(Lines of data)
- - - - -
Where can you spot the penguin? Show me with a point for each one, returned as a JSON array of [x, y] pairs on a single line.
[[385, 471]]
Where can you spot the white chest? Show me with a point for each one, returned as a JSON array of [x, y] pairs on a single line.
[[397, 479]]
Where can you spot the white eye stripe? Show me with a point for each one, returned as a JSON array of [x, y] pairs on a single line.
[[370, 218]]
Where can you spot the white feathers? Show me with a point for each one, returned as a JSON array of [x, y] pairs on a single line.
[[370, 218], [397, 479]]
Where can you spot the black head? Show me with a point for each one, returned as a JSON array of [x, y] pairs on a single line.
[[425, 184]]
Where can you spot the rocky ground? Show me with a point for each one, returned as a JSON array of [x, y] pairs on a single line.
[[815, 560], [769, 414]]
- - - - -
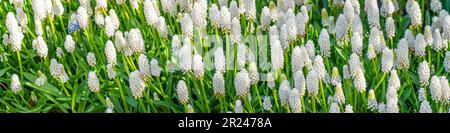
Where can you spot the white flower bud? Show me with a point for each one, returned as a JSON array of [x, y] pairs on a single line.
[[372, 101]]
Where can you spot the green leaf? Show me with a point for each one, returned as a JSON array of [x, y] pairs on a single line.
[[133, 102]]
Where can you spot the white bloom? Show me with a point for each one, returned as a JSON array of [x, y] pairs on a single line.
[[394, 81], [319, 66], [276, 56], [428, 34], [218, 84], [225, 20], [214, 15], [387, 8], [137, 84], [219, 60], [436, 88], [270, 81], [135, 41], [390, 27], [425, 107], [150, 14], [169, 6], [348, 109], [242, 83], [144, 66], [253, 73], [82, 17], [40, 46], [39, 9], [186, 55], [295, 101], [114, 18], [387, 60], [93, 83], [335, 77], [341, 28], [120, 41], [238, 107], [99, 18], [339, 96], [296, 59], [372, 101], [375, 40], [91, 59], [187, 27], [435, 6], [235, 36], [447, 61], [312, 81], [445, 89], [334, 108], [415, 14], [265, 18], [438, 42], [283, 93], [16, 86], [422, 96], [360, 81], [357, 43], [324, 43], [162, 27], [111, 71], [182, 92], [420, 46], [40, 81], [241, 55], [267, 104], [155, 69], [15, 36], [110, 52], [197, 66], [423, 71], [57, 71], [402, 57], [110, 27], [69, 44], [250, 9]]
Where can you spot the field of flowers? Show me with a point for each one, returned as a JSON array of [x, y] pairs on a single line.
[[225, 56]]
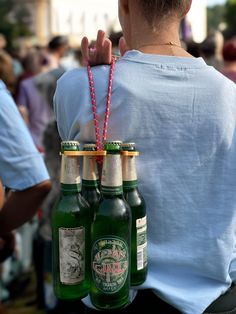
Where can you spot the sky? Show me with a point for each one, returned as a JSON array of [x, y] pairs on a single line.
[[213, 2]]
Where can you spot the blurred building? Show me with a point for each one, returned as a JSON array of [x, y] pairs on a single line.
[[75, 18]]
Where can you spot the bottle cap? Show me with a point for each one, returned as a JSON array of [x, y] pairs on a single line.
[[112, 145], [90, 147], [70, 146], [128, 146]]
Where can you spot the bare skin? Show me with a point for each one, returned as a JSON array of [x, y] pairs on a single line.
- - - - -
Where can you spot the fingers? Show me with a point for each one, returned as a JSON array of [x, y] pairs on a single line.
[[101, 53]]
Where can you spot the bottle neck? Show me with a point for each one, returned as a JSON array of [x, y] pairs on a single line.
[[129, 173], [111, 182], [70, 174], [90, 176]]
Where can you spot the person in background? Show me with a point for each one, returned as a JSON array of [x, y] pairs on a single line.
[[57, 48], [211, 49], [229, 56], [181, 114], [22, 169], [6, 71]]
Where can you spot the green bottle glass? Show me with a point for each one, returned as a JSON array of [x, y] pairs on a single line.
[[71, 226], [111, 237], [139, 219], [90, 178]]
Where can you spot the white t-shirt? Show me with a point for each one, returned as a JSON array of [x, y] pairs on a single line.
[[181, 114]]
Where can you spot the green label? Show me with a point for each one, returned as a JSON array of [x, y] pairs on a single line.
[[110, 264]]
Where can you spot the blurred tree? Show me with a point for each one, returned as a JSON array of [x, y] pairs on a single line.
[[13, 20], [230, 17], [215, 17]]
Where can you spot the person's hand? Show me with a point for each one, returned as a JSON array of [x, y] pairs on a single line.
- - - - -
Short exercise. Copy word for word the stretch of entries from the line containing "Where can you spot the blurred tree?" through the line containing "Where can you spot the person's", both included.

Exercise answer.
Where can you spot the blurred tree? Show me with a point for each one, returned as a JSON array of [x, y] pairs on a single line.
[[13, 20], [230, 17], [215, 17]]
Where can you spot the person's hand? Show me with a point for each one, returned as a JSON array of [x, y] pairs on a single line.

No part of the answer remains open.